## Задание
Покажите каждую строку записей ниже, в которой встречается слово «every». Регистр букв учитывается.

(Записи с размеченными областями)
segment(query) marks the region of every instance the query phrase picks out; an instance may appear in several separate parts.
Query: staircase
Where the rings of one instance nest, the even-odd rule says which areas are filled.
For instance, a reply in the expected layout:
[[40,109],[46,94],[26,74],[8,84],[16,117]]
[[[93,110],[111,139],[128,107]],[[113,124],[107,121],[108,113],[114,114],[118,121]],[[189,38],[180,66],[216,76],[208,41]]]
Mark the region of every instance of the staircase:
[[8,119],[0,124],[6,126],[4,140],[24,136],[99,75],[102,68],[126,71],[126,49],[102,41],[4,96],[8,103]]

---

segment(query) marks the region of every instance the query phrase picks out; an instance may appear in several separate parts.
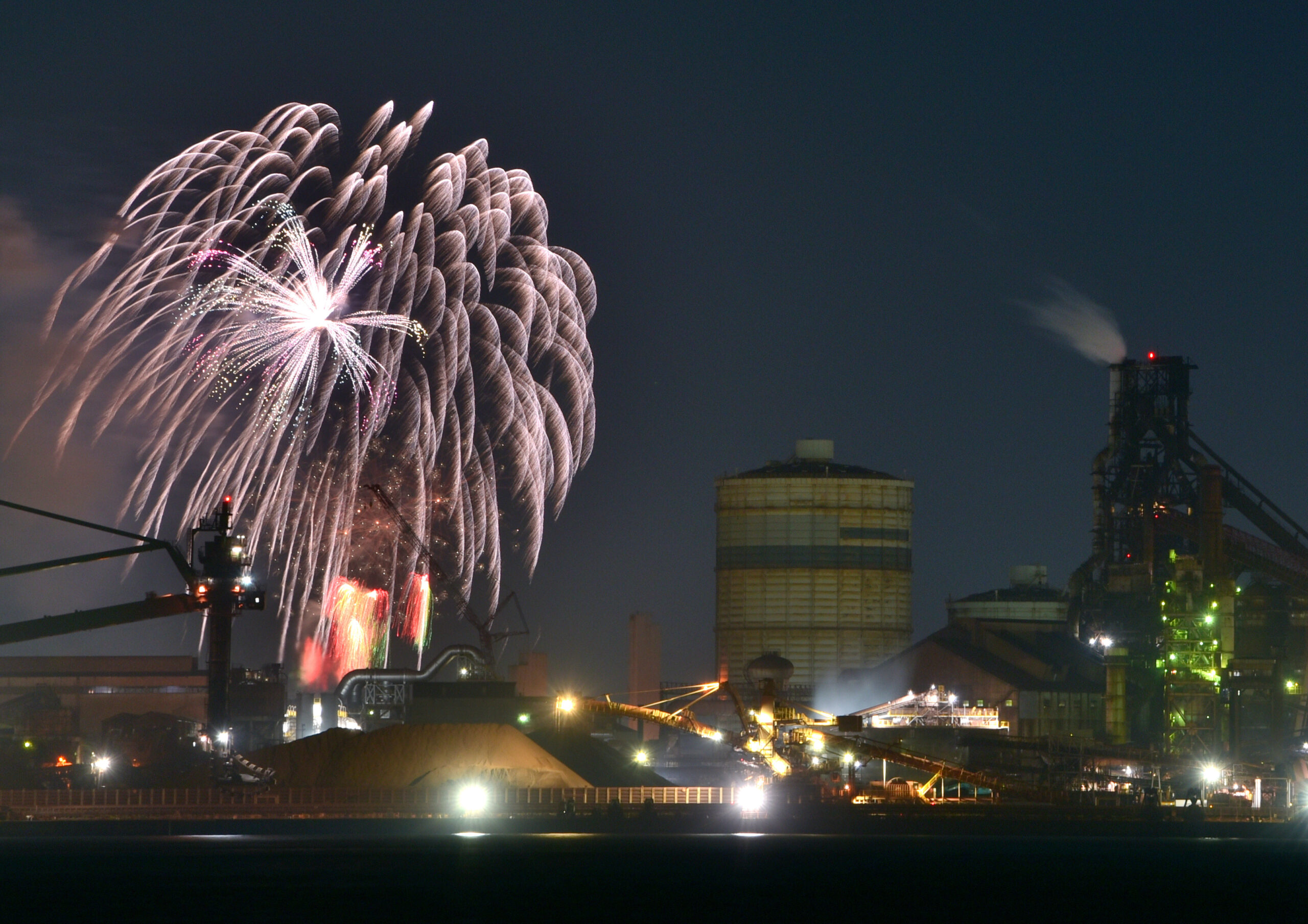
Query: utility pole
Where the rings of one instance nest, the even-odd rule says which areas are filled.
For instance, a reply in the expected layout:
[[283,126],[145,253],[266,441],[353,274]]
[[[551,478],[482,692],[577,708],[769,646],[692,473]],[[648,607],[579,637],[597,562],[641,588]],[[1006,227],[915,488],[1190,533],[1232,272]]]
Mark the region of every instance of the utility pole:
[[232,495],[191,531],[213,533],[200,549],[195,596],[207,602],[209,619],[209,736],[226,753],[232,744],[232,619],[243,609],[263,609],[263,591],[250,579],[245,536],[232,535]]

## Ответ
segment(query) marks the region of every instance the query phrase picks out; an instance may appear in several separate parts.
Mark the region of every instance of the staircase:
segment(query) marks the region of every instance the query phrase picks out; an instance may appear in several separate parts.
Mark the region of every instance of the utility pole:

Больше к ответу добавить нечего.